_TAREA 1_
Edita las filas empezando en la que contiene "Exercise. Label the blue concrete" y terminando en la que contiene "(628, 1057)": escríbelas de nuevo con "blue concrete background" sustituido por "gray concrete background" y sin ningún otro cambio.

═══ FRAGMENTO DEL TEXTO ═══

Para los separatistas vascos y para los antifranquistas, el bombardeo de Guernica es una prueba capital de la maldad del general Franco y sus seguidores. El grafómano abertzale Iñaki Anasagasti, senador del Reino de España, llegó a calificarlo como un "antecedente primigenio de los ataques del 11-S", como recogí en mi libro Bokabulario para hablar con nazionalistas baskos.
El número de muertos y la destrucción se han elevado hasta la exageración. Muchos historiadores extranjeros de militancia izquierdista repiten las cifras de 1.654 muertos y 889 heridos dadas por el Gobierno vasco tiempo después. ¿Cómo, en un pequeño pueblo de 5.600 habitantes, se pudo registrar esa mortandad, y más teniendo en cuenta lo precario de las fuerzas aéreas de la época? ¿Por qué se olvida el bombardeo de Durango, realizado el 31 de marzo de 1937, en el que el número de fallecidos comprobado superó los 300?
Guernica asoció su nombre a un cuadro célebre y sirvió para impulsar una campaña de rearme aéreo en Inglaterra, encabezada por el periodista sudafricano George L. Steer. La única manera de justificar el número de muertos y el carácter genocida de la acción de guerra, realizada por la Aviación Legionaria (italiana) y la Legión Cóndor (alemana), consiste en recurrir a la población flotante que llenaba Guernica por su tradicional día de mercado, que se celebraba, y se sigue haciendo, todos los lunes.
La primera negación de la versión oficial
De manera asombrosa, el régimen franquista no fue capaz de estimular las investigaciones históricas y técnicas sobre la guerra. Una vez elaborado un relato (cruzada, anticomunismo, alzamiento justificado, autoridad ilegítima, persecución religiosa, conspiración extranjera, caudillaje de Franco...), se despreocupó de lo demás. Incluso la Causa General quedó incompleta. Una de las consecuencias es que fue la más activa oposición antifranquista la que generó otra narración de la guerra y la posguerra que marcó la transición. Sólo en los últimos años se han escrito investigaciones sobre asuntos silenciados por unos y otros, como la traición de Santoña, en la que el PNV abandonó a sus aliados para rendirse a los italianos; las checas en Madrid y Barcelona; la inflación en las dos zonas, la sublevación del coronel Casado y el socialista Besteiro, etcétera. El bombardeo de Guernica fue uno de esos acontecimientos entregados a la propaganda y la negación.

═══ DATOS PROPORCIONADOS ═══

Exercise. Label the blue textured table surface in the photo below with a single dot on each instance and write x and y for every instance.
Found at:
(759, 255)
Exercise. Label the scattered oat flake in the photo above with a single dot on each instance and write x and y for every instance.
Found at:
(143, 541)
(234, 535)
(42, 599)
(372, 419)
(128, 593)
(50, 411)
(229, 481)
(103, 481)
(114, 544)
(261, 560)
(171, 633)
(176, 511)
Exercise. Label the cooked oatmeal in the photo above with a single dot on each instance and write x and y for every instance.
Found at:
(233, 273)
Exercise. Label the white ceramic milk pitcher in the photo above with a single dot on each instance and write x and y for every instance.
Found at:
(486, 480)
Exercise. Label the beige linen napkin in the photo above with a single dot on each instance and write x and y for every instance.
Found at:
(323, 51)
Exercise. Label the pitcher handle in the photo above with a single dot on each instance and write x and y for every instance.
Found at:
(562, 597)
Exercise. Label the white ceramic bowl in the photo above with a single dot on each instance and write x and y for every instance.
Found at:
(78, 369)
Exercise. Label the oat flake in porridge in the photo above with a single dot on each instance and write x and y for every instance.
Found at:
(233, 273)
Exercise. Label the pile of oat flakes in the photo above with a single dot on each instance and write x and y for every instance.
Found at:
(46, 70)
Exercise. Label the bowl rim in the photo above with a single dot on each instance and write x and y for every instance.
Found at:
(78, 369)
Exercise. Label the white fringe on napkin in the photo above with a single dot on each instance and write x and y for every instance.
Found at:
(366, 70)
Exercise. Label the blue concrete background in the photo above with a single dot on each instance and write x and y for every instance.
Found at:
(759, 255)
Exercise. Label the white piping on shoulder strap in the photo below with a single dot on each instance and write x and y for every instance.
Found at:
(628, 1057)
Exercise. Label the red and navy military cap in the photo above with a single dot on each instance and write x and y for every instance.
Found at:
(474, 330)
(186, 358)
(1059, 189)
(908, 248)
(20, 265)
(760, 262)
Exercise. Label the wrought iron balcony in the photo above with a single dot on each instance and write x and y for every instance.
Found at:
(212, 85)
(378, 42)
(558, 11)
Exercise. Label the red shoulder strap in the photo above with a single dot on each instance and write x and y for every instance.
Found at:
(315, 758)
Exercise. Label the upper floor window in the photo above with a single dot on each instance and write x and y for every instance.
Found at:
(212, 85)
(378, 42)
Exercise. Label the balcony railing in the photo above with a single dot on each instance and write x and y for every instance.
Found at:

═══

_TAREA 2_
Reescribe de forma más breve el párrafo del texto sobre Guernica que comienza con "Guernica asoció su nombre" y conserva sus datos principales.

_RESULTADO 1_
Exercise. Label the gray concrete background in the photo above with a single dot on each instance and write x and y for every instance.
Found at:
(759, 255)
Exercise. Label the white piping on shoulder strap in the photo below with a single dot on each instance and write x and y for every instance.
Found at:
(628, 1057)

_RESULTADO 2_
Guernica quedó ligada a un cuadro célebre y sirvió para impulsar en Inglaterra una campaña de rearme aéreo, encabezada por el periodista sudafricano George L. Steer. Solo se puede justificar el número de muertos y el carácter genocida del ataque de la Aviación Legionaria italiana y la Legión Cóndor alemana recurriendo a la población flotante. Esa población llenaba el pueblo por el tradicional mercado de los lunes, que aún se celebra.